**Provided entries:**
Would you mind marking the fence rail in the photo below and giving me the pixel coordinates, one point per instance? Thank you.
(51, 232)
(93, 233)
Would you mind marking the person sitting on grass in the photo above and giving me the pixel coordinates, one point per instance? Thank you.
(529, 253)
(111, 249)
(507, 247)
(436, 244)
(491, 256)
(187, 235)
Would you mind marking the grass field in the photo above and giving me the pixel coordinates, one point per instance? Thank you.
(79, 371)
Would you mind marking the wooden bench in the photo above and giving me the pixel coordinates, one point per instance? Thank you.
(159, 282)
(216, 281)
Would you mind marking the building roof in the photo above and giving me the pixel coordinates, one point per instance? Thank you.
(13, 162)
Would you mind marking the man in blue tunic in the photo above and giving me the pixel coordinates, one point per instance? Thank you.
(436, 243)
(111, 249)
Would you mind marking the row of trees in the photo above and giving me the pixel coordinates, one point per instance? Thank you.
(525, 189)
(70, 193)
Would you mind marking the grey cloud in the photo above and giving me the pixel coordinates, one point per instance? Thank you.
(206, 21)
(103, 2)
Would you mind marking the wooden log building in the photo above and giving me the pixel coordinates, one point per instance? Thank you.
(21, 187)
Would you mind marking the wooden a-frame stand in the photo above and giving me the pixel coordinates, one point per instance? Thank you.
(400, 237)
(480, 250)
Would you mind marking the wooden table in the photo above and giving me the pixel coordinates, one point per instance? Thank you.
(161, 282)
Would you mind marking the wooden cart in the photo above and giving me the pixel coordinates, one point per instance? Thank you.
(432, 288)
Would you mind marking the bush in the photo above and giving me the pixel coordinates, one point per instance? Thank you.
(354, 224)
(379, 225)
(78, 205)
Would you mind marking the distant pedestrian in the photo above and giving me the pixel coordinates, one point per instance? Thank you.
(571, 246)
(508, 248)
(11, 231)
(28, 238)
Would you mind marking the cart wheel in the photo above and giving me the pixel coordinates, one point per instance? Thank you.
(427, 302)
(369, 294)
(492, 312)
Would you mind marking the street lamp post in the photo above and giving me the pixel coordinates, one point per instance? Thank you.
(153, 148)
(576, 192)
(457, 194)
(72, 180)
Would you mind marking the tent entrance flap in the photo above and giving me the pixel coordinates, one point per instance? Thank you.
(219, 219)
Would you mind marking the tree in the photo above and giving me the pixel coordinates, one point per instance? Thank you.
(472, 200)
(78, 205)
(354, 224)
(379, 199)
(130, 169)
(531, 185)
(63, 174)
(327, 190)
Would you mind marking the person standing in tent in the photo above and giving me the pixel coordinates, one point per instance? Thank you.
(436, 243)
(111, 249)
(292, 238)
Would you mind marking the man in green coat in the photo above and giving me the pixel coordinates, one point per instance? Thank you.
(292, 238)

**To do:** Return all of the records above word for word, with nothing changed.

**Worked answer:**
Would you mind marking the fence rail in the photo below and giving me the pixel coordinates, one point per instance? Thank you.
(51, 232)
(93, 233)
Would you mind marking the person sitting on grass in the photo above and giving me the pixel coordinates, one point per instance? Thank you.
(529, 253)
(111, 249)
(507, 247)
(436, 244)
(491, 256)
(187, 235)
Would you mind marking the grass field in the photo above and giving me the pixel coordinates, one point per instance? Thank you.
(79, 371)
Would you mind marking the wooden bench in the photo above and giving me the pixel coordinates, one point per instance? Thank you.
(159, 282)
(216, 281)
Would you mind marking the building roof in the photo above and giving me the pixel coordinates, one point per instance? Thank you.
(13, 162)
Would you mind marking the man in blue tunic in the photo above and giving me the pixel coordinates, one point per instance? Thank you.
(436, 243)
(111, 249)
Would you mind marking the row of trees in the photo above and giving me the pixel coordinates, one point per instance? Thank you.
(525, 189)
(70, 193)
Would you mind marking the grey cloud in the photo above and giving me the pixel coordinates, one point per instance? Thank you.
(206, 21)
(103, 2)
Would you mind marking the wooden log building in the photo above and giving me the pixel coordinates, one point per instance? Thank you.
(21, 187)
Would you mind marking the wooden a-frame stand in the photo above and giving me the pixel coordinates, one point per instance? Thank you.
(400, 237)
(480, 250)
Would you mind marking the wooden table in the photo above and giving me the pixel coordinates, one point per instance? Thank you.
(161, 282)
Would you mind marking the wooden cart in the photo above and giving me the pixel coordinates, one point per instance? Thank you.
(432, 288)
Would you mind marking the bush in the photo above and giving me the pixel coordinates, one point per instance? Thank you.
(354, 224)
(379, 225)
(78, 205)
Would you mind marking the distant pedestrian in the photo above and giving me the pixel coordinates, one point per instance? Thank you.
(571, 246)
(508, 248)
(11, 231)
(28, 238)
Would you mind marking the cart wheel in the photo above and giving me the pixel coordinates, one point per instance? Thank you.
(427, 302)
(369, 294)
(492, 312)
Would you mind marking the street lamp post in the photo above and giving me the pixel coordinates, one point per instance? Thank you.
(153, 148)
(576, 192)
(457, 194)
(72, 180)
Would you mind marking the tent entrance flap in the photo above and giving me the pixel coordinates, one point per instance? Thank you.
(219, 219)
Would you mind marking the tree in the photo above and giving me the pixel coordinates, one point per instance? Thank you.
(472, 200)
(78, 205)
(354, 224)
(379, 199)
(130, 169)
(531, 185)
(63, 174)
(327, 190)
Would you mind marking the person standing in tent in the photo above and giving me the pixel coordinates, one point per instance? Thank you.
(436, 243)
(111, 249)
(292, 238)
Would you mind marking the man in green coat in the photo above and giving me the pixel coordinates, one point per instance? Thank you.
(292, 238)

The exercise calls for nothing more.